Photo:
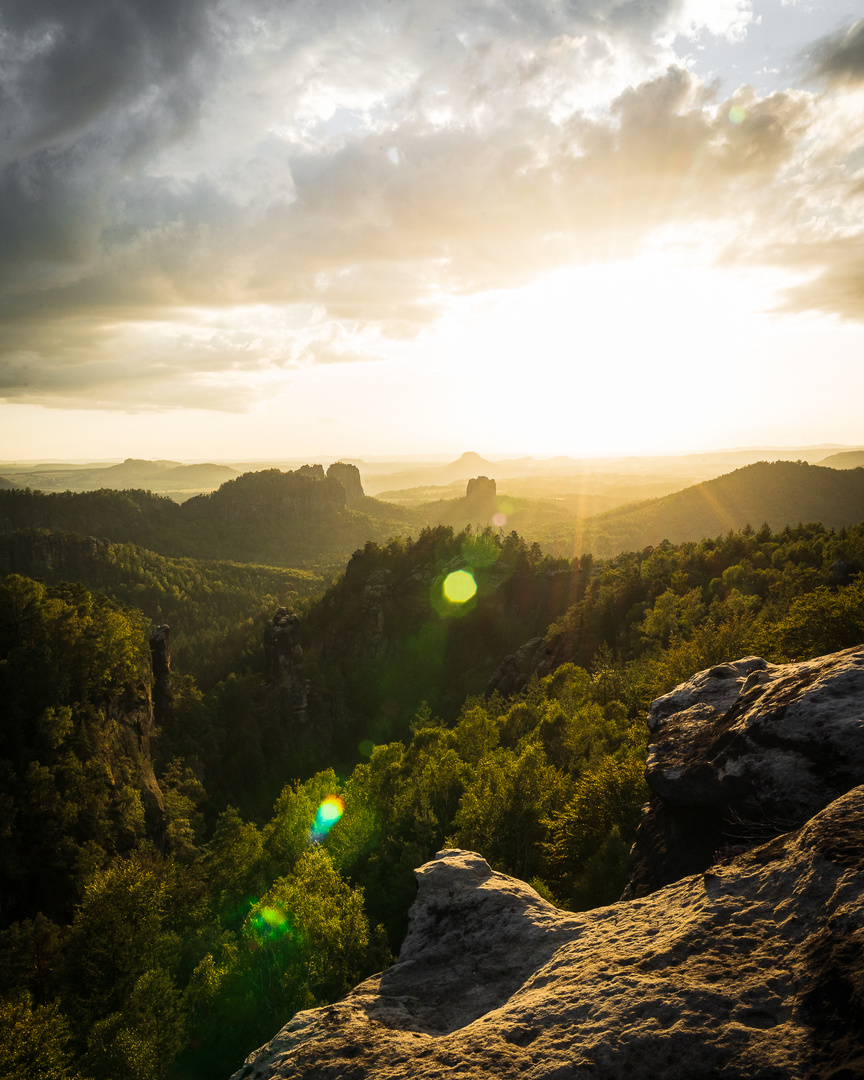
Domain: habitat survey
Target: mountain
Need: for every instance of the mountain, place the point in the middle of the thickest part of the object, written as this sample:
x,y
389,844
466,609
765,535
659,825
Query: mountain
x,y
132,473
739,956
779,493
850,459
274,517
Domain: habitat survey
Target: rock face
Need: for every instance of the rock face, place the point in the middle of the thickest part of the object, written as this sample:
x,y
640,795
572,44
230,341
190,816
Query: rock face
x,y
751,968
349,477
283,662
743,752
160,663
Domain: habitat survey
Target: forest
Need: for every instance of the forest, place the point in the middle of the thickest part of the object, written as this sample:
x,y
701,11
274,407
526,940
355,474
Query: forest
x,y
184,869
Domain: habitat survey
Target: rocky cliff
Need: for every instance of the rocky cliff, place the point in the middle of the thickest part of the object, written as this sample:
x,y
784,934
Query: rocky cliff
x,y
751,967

++++++++

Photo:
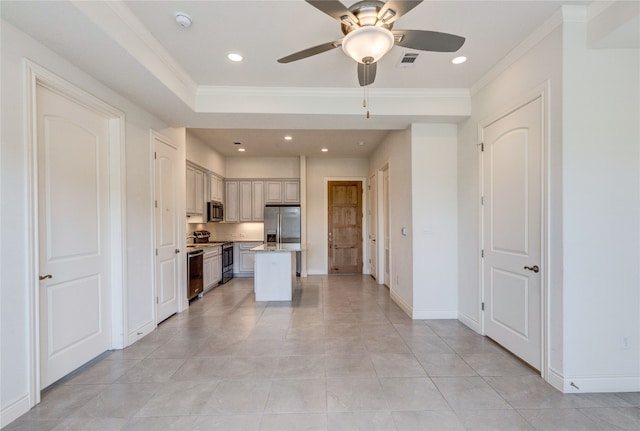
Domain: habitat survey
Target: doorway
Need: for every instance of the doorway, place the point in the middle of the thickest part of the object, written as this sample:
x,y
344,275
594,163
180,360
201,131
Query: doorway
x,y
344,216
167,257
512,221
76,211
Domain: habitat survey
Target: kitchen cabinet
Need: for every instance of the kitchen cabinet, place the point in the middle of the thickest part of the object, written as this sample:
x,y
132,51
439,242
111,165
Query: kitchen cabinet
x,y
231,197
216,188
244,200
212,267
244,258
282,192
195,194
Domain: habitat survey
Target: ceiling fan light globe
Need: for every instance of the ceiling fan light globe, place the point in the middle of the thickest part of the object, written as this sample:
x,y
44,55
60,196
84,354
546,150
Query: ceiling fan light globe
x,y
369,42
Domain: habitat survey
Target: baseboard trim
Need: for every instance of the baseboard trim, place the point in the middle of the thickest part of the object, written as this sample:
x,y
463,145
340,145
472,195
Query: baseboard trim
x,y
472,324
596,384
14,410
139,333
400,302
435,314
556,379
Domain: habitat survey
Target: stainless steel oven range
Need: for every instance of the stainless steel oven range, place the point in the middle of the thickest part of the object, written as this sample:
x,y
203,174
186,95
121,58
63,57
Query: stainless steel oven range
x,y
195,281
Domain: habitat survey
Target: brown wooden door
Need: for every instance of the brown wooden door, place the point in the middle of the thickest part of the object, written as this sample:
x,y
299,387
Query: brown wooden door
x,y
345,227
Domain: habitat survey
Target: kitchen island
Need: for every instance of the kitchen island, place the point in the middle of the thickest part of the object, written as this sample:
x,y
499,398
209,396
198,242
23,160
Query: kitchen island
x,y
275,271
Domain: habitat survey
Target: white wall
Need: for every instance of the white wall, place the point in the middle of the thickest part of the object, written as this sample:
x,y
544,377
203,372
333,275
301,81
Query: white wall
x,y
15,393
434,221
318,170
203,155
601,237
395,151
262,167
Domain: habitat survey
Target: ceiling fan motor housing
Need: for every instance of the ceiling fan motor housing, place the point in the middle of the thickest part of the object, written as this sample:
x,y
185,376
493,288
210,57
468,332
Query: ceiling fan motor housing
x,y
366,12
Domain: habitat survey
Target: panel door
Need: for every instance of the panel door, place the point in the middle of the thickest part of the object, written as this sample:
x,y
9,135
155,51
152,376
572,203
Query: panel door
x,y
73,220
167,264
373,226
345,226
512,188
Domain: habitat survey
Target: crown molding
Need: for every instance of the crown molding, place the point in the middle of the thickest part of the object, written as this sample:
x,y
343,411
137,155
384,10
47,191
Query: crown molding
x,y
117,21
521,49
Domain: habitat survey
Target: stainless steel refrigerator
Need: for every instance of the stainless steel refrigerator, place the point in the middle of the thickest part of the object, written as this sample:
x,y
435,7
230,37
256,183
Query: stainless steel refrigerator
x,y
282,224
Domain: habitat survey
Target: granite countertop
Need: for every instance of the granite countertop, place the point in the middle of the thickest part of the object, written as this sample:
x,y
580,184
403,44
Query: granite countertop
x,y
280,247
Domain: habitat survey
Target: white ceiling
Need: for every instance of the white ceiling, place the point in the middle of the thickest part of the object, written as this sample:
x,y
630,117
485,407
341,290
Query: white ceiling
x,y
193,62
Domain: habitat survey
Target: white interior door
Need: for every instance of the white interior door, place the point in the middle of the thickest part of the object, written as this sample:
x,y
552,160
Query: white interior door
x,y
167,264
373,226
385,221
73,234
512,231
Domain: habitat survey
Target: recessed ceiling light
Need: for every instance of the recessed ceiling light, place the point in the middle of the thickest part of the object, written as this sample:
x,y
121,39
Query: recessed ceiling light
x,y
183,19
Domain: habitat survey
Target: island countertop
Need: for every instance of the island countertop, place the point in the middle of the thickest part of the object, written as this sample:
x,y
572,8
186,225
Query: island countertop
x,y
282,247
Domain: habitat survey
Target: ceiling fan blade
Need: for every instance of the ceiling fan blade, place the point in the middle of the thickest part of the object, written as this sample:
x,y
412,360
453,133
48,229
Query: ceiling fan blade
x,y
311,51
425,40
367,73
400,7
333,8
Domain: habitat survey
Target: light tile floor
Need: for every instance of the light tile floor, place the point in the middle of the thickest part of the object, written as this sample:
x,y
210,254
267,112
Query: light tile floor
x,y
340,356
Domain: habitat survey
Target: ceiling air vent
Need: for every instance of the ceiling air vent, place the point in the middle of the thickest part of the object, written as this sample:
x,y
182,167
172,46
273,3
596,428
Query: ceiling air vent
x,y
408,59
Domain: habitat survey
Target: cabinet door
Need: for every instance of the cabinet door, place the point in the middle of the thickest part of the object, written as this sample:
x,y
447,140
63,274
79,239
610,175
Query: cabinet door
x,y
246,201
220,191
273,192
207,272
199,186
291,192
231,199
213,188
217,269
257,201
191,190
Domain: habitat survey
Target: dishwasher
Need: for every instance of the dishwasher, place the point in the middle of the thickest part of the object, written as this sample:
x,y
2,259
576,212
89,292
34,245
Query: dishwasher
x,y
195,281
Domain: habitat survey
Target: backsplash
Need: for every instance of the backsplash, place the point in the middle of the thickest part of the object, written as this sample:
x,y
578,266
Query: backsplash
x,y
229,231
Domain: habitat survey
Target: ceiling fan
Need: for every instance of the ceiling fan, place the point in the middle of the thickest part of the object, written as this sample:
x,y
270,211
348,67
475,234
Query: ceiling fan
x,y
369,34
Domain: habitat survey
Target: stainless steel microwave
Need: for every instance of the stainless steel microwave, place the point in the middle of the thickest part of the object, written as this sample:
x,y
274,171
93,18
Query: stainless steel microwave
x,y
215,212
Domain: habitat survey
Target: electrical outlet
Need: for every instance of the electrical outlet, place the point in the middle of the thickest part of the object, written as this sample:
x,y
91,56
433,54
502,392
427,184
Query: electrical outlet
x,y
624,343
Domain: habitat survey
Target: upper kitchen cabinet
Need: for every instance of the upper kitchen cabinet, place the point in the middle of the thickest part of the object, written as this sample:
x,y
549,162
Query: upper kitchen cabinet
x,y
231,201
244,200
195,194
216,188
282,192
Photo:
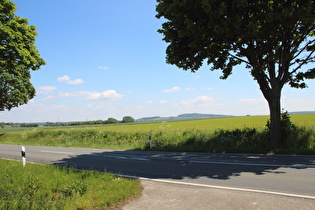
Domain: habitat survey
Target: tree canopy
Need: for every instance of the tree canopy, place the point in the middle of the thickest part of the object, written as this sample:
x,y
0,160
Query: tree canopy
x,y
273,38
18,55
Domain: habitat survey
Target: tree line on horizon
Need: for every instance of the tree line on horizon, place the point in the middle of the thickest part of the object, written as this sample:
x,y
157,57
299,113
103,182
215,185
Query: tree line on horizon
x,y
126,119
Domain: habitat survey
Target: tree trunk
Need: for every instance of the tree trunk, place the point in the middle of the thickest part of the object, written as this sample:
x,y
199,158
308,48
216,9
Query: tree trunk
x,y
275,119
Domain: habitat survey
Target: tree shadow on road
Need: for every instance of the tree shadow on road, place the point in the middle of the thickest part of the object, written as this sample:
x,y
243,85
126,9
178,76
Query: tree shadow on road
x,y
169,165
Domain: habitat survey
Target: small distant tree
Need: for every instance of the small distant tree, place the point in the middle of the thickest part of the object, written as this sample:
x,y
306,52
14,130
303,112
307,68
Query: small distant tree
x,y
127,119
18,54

++++++++

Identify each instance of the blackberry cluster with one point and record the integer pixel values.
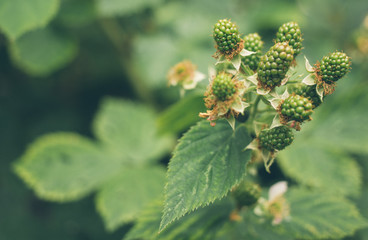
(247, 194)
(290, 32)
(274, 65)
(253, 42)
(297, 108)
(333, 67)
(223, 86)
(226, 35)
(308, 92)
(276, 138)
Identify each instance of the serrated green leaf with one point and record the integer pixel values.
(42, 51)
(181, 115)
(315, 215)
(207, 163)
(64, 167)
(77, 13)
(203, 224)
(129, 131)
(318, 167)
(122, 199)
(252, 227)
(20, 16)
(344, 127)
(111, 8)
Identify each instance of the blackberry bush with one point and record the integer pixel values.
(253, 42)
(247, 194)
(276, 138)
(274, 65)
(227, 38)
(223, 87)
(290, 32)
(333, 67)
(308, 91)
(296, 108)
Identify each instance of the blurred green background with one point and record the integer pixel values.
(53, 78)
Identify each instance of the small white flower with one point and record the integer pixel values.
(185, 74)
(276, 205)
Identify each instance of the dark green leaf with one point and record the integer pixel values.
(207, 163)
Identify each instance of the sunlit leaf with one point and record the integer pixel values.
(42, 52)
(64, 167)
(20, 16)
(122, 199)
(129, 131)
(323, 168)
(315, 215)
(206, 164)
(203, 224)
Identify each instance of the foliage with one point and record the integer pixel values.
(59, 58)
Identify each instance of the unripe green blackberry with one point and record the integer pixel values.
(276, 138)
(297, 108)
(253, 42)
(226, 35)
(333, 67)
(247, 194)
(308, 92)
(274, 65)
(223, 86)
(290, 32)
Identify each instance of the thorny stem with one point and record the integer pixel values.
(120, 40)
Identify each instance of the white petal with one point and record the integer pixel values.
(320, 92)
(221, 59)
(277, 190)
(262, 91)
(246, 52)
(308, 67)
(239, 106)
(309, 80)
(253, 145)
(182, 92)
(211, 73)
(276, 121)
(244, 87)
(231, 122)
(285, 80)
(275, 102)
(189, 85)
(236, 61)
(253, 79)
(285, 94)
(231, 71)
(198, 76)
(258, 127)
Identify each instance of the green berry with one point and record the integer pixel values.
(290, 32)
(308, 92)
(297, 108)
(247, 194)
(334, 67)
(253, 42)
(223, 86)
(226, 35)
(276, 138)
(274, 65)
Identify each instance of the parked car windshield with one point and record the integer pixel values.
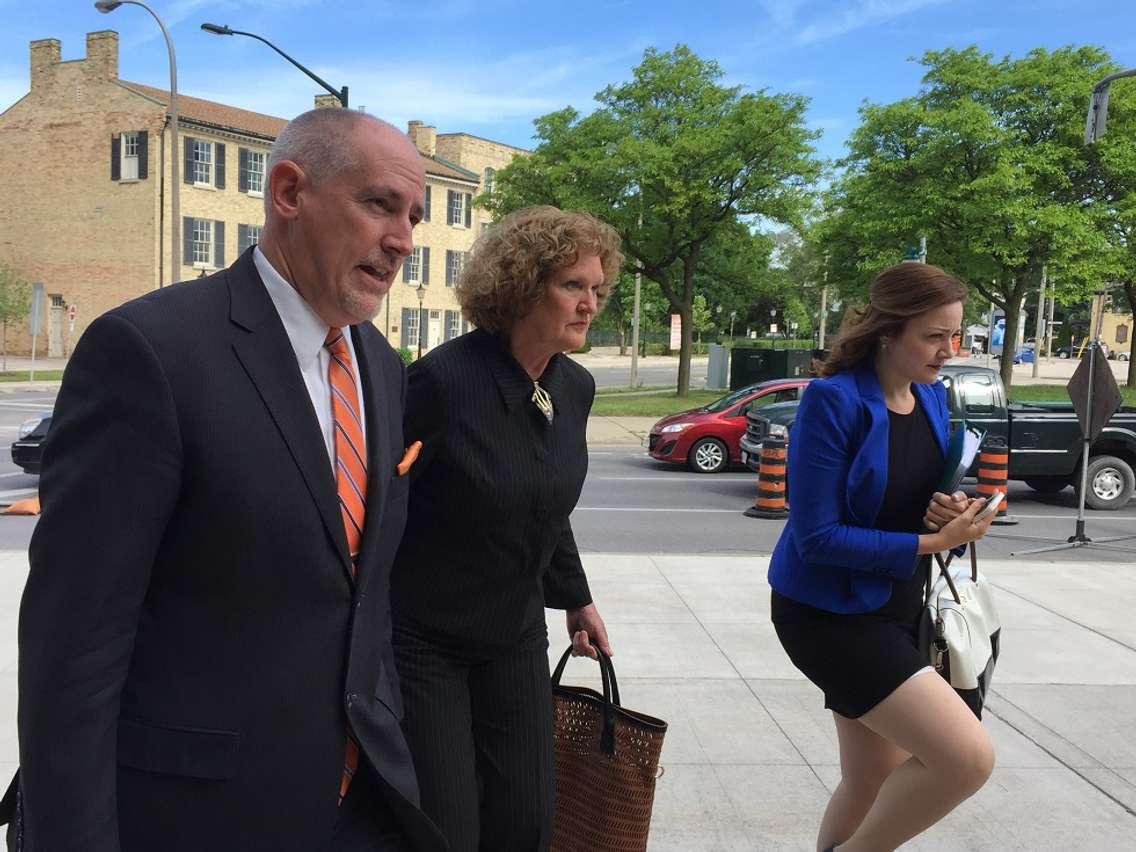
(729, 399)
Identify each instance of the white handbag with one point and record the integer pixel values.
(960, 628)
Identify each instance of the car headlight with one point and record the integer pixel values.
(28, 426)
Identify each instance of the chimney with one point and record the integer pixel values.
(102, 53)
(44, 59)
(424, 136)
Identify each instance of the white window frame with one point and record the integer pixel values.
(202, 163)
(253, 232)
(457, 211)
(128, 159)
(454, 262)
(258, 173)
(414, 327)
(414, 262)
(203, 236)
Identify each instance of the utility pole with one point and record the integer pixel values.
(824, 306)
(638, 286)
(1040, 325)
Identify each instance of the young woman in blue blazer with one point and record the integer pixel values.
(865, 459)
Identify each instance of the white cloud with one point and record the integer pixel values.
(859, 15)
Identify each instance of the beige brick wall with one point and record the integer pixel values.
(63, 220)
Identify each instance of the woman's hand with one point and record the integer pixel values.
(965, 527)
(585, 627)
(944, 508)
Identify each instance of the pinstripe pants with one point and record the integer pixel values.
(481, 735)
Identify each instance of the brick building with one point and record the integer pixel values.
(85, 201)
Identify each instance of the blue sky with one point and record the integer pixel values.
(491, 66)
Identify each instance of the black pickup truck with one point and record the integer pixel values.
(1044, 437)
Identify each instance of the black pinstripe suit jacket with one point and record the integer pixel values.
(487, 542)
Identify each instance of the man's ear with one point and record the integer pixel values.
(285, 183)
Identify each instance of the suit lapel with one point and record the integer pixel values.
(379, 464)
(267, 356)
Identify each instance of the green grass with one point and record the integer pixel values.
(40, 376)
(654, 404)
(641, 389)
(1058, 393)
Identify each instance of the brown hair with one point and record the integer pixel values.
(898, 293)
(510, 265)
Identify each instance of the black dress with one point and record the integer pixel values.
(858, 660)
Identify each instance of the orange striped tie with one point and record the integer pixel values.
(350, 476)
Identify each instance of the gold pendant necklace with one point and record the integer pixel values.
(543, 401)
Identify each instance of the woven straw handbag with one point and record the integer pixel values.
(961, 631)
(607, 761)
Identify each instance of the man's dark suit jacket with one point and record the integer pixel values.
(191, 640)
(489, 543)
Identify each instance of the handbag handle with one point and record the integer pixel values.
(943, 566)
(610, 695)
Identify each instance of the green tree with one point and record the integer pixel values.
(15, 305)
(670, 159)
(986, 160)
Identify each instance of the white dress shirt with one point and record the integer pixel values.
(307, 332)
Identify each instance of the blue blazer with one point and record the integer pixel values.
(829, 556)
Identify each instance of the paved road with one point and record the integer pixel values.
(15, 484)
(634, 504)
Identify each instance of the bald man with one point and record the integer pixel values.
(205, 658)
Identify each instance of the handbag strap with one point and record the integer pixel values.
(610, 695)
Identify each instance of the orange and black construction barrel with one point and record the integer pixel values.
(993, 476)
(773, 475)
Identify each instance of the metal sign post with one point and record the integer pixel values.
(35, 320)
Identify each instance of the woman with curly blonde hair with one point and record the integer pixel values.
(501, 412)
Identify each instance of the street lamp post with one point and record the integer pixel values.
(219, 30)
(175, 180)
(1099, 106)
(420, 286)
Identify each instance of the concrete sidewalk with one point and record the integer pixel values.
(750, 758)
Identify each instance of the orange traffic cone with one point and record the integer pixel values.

++++++++

:: Your goal ::
All lines in the listing above from the line containing "Target: kitchen island" to the line containing "Target: white wall", inclusive, should be retyped exactly; no other lines should appear.

:: Solution ::
Target: kitchen island
Need: for every instance of the kitchen island, place the point in the middle of the thickest part of the object, written as this sample:
x,y
499,398
209,396
198,242
23,160
Query: kitchen island
x,y
275,271
Domain: habitat survey
Target: white wall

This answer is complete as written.